» **PROVIDED RECORDS**
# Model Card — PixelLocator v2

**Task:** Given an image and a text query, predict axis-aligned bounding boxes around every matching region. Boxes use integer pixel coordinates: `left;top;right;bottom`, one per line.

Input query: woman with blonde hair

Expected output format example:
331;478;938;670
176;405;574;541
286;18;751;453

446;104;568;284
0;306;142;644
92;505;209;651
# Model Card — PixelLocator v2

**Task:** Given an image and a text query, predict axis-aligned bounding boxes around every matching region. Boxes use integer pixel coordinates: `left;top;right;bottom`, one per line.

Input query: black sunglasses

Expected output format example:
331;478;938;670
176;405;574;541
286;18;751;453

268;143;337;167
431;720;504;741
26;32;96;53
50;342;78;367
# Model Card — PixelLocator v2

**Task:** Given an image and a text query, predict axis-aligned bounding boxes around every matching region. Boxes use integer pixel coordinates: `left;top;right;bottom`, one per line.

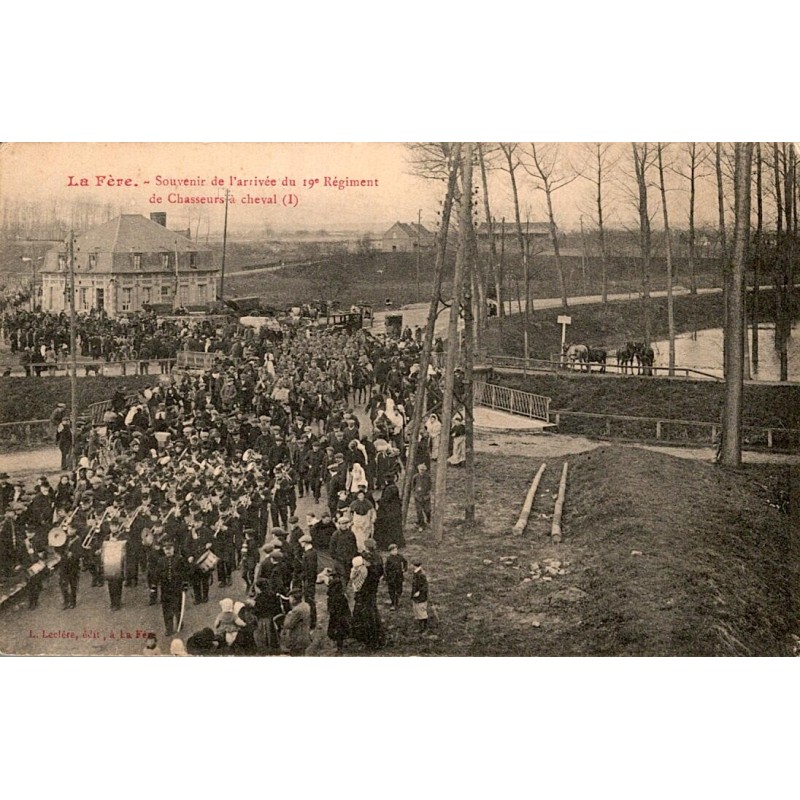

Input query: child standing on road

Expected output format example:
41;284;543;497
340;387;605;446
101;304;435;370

» **WHAT IS REQUIRED**
Rewrite all three rows above with every "Input query" changed to "Search phrase" and nothing else altered. Omit the pictures from your answer.

» **SOLUTION TO THIS TASK**
# Model Card — PixelLocator v2

**Task:** Given an image and a text query, predict axis-aligned bounding boxes around every matching region. Boxes use integer pixel coordinates: `left;top;right;bottom`, one per line.

Search phrase: woman with blonde hair

Expected output format example:
331;478;938;670
176;405;574;541
286;18;751;453

446;104;568;284
0;306;142;644
92;505;209;651
# Model Card — PixelLocator v2

**Task:** Given an image and a text query, predict axis-aligned bounding boxes around every matching region. Boxes use integer pixel coordinates: `left;top;right;bottom`, one per line.

Search phrase: black sunglasses

Expected output format example:
331;478;938;670
176;405;574;541
286;18;751;453

268;143;337;167
431;720;504;741
26;32;96;53
50;342;78;367
# Model Card — PixelLocator v2

**Task:** Given an image and a text query, predict axis-aligned bounding boxes around every matching region. Boxes use integer pixel coordinates: `left;top;right;bottom`, one per line.


Search phrase: child standing on road

Expected output format example:
41;284;543;497
340;387;605;446
101;304;435;370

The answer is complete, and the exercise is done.